# [Extrait du texte]
*****
Toutefois, le Conseil constitutionnel ne s’étant
pas spécifiquement prononcé sur la constitutionnalité d’une
loi ne contenant aucune règle, les détracteurs
de cette reconnaissance font valoir que, s’il en était
saisi, il déclarerait très certainement cette
loi contraire à la Constitution. En ce sens, le président
de la commission des affaires étrangères, M.
de Villepin, estime que « la forme législative
utilisée soulève une question essentielle quant à sa
conformité avec la définition constitutionnelle
de la loi. Le texte […] s’apparente, en fait, à la
procédure de résolution que notre Constitution, à l’exception
d’un domaine communautaire précisément
délimité par son article 88-4, a écarté […]
des moyens d’action parlementaire ». On
sait en effet que la Constitution ainsi que le Conseil constitutionnel
se montrent très restrictifs en la matière.
Cependant, la question est de savoir si le texte de la proposition
de loi est réellement assimilable à une résolution.
Cette dernière constitue une catégorie juridique
hétérogène. On peut toutefois définir
la résolution comme « l’acte unilatéral
par lequel une assemblée soit décide des règles
de son fonctionnement interne soit fait connaître au
gouvernement son sentiment sur une question donnée
en lui indiquant une orientation à suivre, en l’incitant à agir
dans un sens déterminé, voire en lui enjoignant
d’effectuer telle ou telle démarche ».
C’est ainsi que semblent l’entendre, et le juge
constitutionnel, et les parlementaires. Or au regard de cette
définition il apparaît délicat, en réalité,
d’assimiler le texte en question à une résolution
: dire que la France reconnaît publiquement le génocide
arménien ne revient, ni à indiquer au gouvernement
une orientation à suivre, ni même à l’inciter à agir
dans un sens ou un autre. Il convient en effet de souligner
que si les résolutions législatives se présentent
sous la forme de lois non normatives, toutes les lois non
normatives ne prennent pas nécessairement la forme
de résolutions. On voit donc que, bien que ne posant
aucune norme, la reconnaissance législative du génocide
des Arméniens n’implique pas, sur ce point,
le sacrifice de la légalité constitutionnelle.
*****
# [Consigne]
Pour chaque affirmation, répondez oui ou non selon qu'elle concorde ou non avec l'extrait sur la reconnaissance législative du génocide arménien, et citez les mots de l'extrait qui tranchent.
1. M. de Villepin préside la commission des affaires étrangères.
2. Le Conseil constitutionnel s'est déjà prononcé spécifiquement sur la constitutionnalité d'une loi ne contenant aucune règle.
3. Toutes les lois non normatives prennent la forme de résolutions.
*****
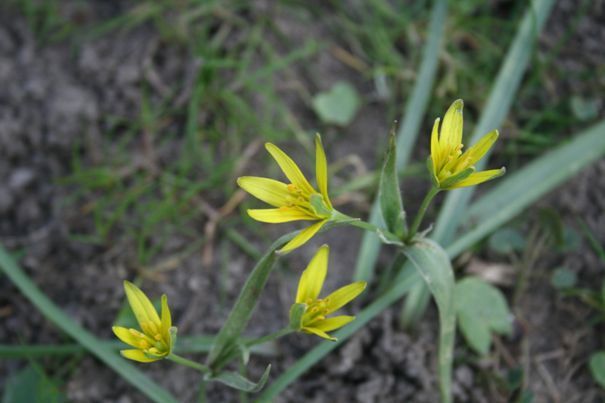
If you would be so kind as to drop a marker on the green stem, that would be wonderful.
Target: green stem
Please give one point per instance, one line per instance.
(385, 235)
(421, 212)
(188, 363)
(270, 337)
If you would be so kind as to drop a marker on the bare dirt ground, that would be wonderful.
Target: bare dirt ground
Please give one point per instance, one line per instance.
(54, 100)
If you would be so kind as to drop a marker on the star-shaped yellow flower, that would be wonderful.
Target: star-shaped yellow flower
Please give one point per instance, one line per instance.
(293, 201)
(450, 167)
(314, 319)
(157, 337)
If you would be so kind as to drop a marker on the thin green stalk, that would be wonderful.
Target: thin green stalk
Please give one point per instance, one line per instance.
(188, 363)
(384, 235)
(421, 212)
(411, 121)
(245, 304)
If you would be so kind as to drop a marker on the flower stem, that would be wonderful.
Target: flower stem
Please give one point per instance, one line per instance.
(188, 363)
(421, 212)
(270, 337)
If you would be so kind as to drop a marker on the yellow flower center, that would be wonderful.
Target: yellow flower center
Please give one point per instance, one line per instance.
(301, 200)
(316, 311)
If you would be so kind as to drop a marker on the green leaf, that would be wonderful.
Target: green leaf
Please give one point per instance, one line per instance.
(338, 105)
(476, 334)
(296, 313)
(518, 191)
(389, 193)
(32, 385)
(238, 318)
(411, 122)
(434, 266)
(481, 309)
(406, 279)
(597, 367)
(506, 241)
(239, 382)
(498, 105)
(54, 314)
(563, 278)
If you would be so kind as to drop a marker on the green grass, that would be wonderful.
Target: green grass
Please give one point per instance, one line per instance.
(160, 168)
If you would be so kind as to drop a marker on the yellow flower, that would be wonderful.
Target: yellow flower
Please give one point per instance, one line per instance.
(157, 337)
(311, 282)
(450, 167)
(293, 201)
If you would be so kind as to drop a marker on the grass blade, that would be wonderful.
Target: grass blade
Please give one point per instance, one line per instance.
(434, 265)
(54, 314)
(496, 109)
(389, 194)
(498, 105)
(593, 139)
(404, 282)
(244, 306)
(408, 132)
(519, 190)
(184, 345)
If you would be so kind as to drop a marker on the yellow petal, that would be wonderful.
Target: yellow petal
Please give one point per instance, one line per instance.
(279, 215)
(141, 305)
(344, 295)
(302, 237)
(334, 323)
(312, 279)
(478, 150)
(268, 190)
(479, 177)
(321, 170)
(319, 333)
(451, 129)
(137, 355)
(125, 336)
(436, 150)
(290, 169)
(166, 318)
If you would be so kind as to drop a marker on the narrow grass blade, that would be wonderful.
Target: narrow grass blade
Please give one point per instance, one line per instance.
(496, 109)
(433, 264)
(403, 283)
(408, 132)
(498, 105)
(389, 194)
(54, 314)
(244, 306)
(519, 190)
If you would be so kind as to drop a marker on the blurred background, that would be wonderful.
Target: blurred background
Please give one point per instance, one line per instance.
(123, 125)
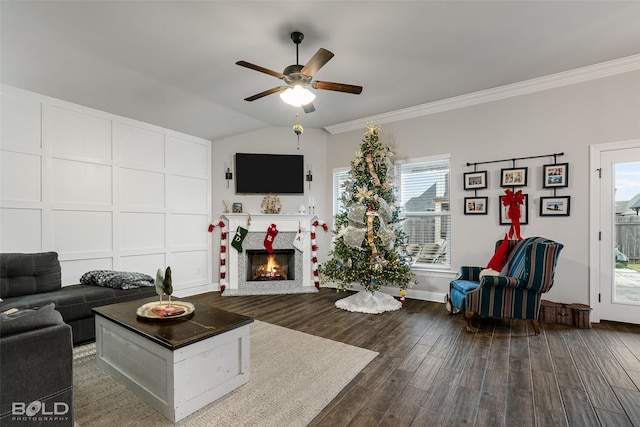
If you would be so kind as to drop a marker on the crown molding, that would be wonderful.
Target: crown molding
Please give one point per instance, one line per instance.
(565, 78)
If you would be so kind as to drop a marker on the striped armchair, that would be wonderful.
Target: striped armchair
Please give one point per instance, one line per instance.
(529, 273)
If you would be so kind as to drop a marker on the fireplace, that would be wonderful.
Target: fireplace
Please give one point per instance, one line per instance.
(279, 265)
(294, 274)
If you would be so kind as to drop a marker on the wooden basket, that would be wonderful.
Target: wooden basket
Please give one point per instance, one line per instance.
(576, 315)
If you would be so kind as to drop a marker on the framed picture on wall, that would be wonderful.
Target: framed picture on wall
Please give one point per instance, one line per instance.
(555, 206)
(556, 175)
(475, 205)
(513, 177)
(524, 211)
(475, 180)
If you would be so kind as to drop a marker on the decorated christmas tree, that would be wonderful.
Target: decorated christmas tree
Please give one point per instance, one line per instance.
(368, 242)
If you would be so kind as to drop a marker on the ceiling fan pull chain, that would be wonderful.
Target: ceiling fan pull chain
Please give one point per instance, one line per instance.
(297, 129)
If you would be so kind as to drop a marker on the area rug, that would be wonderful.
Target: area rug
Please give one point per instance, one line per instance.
(293, 377)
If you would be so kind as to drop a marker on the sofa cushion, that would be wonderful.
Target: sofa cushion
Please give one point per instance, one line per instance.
(77, 301)
(116, 279)
(29, 319)
(26, 274)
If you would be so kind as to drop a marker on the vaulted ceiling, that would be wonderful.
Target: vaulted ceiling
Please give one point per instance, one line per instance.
(172, 63)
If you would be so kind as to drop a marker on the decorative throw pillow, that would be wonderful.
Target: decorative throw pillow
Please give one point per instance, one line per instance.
(489, 272)
(116, 279)
(14, 322)
(499, 258)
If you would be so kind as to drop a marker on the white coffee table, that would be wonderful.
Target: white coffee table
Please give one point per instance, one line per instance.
(177, 366)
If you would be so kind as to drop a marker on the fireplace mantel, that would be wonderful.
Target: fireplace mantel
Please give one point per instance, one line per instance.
(287, 225)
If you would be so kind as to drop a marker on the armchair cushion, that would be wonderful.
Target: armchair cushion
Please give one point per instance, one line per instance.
(542, 257)
(502, 282)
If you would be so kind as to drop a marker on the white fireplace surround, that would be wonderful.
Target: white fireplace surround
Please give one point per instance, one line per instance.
(287, 225)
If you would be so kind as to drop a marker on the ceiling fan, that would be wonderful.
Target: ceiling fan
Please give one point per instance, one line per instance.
(297, 77)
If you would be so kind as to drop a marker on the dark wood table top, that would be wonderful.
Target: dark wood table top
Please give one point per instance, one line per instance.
(205, 322)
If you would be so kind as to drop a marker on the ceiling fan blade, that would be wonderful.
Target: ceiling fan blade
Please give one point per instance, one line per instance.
(261, 69)
(317, 61)
(309, 108)
(338, 87)
(266, 92)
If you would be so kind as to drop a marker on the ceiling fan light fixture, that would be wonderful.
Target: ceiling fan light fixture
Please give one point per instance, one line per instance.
(297, 96)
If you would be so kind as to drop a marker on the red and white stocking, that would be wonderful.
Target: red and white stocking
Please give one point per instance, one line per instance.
(272, 232)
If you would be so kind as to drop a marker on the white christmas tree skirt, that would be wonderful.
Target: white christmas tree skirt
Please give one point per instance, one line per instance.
(368, 302)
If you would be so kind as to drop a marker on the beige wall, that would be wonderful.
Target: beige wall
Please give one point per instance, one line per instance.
(567, 119)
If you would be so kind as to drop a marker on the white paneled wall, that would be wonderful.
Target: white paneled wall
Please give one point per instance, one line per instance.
(103, 191)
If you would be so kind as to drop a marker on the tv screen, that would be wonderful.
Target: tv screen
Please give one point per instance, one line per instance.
(269, 173)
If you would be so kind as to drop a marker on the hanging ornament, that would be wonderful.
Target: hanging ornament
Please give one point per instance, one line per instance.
(372, 171)
(513, 201)
(297, 129)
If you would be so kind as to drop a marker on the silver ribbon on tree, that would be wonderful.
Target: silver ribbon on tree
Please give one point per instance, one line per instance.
(353, 235)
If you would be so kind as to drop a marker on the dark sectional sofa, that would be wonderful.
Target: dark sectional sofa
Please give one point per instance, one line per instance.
(34, 280)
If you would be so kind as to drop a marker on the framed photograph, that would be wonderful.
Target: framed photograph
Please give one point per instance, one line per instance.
(475, 180)
(475, 205)
(555, 206)
(524, 212)
(556, 175)
(515, 177)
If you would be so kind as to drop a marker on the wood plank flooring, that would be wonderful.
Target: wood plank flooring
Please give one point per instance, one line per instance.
(431, 372)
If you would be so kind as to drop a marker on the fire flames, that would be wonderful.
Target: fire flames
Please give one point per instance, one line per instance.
(271, 270)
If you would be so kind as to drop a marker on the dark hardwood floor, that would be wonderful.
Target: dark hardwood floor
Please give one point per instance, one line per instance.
(431, 372)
*****
# [Réponse]
1. Oui : « le président de la commission des affaires étrangères, M. de Villepin »
2. Non : « le Conseil constitutionnel ne s’étant pas spécifiquement prononcé sur la constitutionnalité d’une loi ne contenant aucune règle »
3. Non : « toutes les lois non normatives ne prennent pas nécessairement la forme de résolutions »